● Extracted text
══════════

Look at the facts. Short-term sterling interest rates are 4 per cent. Long-term rates are not that much more expensive. And the UK has the highest rates in the free world. If you want to borrow in dollars or euros and swap the money back into pounds, go ahead. The risks are low.

There is a massive demand for bonds. For boring accounting reasons, companies like Boots and Invensys want to get their pension funds out of risky equities and into dull, boring bonds (whether this is the right thing for the beneficiaries is open to debate). There is an estimated £80bn worth of pent-up demand for low-risk bonds. Someone has to fill the need.

Lots of people are taking the plunge. Anyone who can in the property sector is issuing bonds – and long bonds at that, 10 years, 15 years, 20 years. Racy developers who lived on the seat of their pants now have balance sheets that look like Land Securities on a dull day.

In other parts of the market, companies are waking up to the possibilities. Scottish Power recently geared its water business up to its gills to restructure its balance sheet. Others will follow suit. (What happens if there is another tough price review or Brussels carries through with its threat of getting tough on environmental clean-up is another matter.)

In telecoms, though, they still haven't got the message. Marconi desperately needs to restructure its balance sheet. But its room for manoeuvre is small. Telewest and Energis, which are in far less danger of going bust, have bonds trading well below their par value. There must be a way of swapping them for something less risky and saving a few bob.

══════════

● Stored rows
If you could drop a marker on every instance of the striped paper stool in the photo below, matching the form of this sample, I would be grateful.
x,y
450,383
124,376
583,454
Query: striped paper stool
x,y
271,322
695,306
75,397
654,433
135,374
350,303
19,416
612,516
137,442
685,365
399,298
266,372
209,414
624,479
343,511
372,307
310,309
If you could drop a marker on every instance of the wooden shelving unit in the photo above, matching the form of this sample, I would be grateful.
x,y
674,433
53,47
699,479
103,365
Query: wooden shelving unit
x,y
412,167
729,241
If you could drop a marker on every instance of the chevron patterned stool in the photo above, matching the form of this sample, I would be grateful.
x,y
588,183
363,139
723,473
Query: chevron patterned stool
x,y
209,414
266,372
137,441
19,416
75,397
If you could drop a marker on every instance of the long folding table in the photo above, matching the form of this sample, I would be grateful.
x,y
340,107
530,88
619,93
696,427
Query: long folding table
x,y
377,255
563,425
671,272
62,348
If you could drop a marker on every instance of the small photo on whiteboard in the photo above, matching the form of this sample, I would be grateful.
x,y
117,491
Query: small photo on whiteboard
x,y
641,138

══════════

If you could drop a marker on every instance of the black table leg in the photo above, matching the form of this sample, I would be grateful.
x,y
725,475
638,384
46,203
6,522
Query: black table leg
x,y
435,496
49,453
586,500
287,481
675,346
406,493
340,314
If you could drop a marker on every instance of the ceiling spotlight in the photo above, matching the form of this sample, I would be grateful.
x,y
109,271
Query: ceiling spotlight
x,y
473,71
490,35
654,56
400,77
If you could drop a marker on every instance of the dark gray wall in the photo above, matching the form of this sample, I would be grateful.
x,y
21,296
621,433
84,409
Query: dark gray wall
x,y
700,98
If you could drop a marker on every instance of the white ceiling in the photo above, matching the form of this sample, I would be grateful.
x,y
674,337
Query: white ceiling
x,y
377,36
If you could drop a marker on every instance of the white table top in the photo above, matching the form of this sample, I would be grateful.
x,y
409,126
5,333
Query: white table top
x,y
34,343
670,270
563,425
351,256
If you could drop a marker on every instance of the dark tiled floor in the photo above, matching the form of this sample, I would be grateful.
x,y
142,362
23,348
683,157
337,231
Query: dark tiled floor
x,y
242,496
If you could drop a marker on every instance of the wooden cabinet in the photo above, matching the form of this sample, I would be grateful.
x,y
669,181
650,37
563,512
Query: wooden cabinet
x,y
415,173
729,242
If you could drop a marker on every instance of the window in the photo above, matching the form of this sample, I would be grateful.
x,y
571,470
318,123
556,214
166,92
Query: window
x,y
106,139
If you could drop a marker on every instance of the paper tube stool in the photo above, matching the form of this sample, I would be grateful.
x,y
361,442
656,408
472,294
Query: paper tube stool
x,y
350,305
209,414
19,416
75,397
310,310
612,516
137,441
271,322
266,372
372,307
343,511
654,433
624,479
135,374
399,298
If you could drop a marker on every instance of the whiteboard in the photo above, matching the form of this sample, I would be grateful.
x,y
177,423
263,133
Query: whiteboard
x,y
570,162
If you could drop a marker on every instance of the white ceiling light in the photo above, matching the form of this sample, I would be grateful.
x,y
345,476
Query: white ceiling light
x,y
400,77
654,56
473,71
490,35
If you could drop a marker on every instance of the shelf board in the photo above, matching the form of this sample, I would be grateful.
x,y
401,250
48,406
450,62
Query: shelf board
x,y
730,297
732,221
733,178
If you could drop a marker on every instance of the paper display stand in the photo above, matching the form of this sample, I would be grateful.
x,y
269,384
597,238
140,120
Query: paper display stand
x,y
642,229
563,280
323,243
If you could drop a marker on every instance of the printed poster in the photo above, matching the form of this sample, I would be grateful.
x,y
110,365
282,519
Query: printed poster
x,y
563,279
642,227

══════════

● Task description
Output the passage on bond issuance and borrowing, reproducing everything from "Lots of people" down to "a dull day." word for word. The material has no connection to the text about borrowing and bonds.

● Answer for this exercise
Lots of people are taking the plunge. Anyone who can in the property sector is issuing bonds – and long bonds at that, 10 years, 15 years, 20 years. Racy developers who lived on the seat of their pants now have balance sheets that look like Land Securities on a dull day.